BEGIN Information given

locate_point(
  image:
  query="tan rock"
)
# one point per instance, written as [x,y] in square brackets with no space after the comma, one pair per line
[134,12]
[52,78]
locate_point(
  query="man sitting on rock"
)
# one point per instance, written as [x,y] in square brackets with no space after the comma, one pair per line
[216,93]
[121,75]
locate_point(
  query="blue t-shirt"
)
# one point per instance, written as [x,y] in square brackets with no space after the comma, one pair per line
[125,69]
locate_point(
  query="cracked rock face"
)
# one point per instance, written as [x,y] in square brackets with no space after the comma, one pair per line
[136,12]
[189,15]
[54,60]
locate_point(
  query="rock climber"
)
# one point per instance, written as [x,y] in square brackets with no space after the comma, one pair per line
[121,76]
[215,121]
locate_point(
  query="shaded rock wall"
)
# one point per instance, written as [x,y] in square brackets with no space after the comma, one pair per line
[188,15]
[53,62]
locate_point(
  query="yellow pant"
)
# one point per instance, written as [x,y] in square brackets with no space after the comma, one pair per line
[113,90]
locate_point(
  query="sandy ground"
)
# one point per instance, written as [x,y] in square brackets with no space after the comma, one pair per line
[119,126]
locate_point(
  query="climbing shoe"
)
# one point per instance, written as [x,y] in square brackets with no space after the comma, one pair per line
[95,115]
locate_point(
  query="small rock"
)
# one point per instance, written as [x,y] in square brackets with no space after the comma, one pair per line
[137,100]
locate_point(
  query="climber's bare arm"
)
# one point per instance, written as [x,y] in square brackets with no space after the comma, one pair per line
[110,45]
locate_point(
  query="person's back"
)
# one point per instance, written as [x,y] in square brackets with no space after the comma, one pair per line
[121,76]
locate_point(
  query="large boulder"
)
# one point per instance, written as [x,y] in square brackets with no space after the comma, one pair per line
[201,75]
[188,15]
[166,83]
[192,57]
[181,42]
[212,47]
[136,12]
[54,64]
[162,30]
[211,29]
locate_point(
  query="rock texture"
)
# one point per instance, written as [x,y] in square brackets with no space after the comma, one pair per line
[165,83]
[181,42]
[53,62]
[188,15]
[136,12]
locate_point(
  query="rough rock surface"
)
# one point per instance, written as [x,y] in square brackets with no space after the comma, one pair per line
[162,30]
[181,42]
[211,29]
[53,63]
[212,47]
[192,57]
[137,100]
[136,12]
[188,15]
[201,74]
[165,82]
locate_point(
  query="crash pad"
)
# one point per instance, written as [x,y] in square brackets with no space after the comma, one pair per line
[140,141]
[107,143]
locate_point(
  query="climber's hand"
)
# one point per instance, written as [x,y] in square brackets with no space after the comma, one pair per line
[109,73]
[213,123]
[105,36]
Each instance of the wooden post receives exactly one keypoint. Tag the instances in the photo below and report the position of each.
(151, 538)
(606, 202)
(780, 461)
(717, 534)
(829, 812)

END Information given
BEGIN Information given

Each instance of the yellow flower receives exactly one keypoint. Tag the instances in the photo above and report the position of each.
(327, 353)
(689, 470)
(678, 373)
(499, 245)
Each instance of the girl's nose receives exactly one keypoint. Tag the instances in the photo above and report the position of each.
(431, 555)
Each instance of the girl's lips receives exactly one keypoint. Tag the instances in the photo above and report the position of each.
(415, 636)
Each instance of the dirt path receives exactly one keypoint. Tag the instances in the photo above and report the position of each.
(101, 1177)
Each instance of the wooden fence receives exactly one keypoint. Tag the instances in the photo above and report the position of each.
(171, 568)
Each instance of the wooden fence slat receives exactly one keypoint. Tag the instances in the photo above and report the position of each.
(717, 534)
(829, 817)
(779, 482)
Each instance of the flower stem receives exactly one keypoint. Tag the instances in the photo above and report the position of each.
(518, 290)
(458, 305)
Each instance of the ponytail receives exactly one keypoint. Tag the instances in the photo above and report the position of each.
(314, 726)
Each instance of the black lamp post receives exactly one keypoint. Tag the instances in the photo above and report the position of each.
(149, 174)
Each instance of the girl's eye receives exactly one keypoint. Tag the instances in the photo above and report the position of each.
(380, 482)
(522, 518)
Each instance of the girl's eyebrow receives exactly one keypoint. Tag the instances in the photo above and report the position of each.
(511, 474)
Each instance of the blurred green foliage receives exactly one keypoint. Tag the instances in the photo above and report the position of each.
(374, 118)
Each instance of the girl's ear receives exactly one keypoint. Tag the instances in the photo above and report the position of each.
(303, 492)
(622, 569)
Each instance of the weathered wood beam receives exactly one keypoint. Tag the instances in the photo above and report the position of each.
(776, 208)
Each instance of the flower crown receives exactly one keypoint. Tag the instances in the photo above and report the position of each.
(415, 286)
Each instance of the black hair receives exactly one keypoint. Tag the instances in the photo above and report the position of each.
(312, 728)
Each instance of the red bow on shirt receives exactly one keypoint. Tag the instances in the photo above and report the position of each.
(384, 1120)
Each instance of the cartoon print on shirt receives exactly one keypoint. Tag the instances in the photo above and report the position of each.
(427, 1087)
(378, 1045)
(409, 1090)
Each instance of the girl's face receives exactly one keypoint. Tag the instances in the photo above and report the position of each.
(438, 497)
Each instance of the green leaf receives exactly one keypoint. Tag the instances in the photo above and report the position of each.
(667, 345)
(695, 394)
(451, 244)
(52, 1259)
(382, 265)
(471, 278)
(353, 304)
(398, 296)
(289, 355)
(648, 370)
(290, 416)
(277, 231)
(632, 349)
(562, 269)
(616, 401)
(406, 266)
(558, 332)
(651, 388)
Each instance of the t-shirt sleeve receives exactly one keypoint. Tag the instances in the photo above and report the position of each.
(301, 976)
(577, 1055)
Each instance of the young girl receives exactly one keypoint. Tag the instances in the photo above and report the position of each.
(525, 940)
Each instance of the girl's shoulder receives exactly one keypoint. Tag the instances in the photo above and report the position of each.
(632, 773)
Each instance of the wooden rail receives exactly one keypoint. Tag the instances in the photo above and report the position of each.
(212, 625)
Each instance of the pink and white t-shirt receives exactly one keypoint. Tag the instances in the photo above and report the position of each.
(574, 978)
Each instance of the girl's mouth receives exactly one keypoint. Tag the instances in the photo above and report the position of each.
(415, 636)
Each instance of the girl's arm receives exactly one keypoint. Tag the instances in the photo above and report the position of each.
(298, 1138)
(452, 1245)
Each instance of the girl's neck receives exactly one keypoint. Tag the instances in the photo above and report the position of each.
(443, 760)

END Information given

**Task requirements**
Tally the lines above that contain "rock"; give only the number.

**Expected answer**
8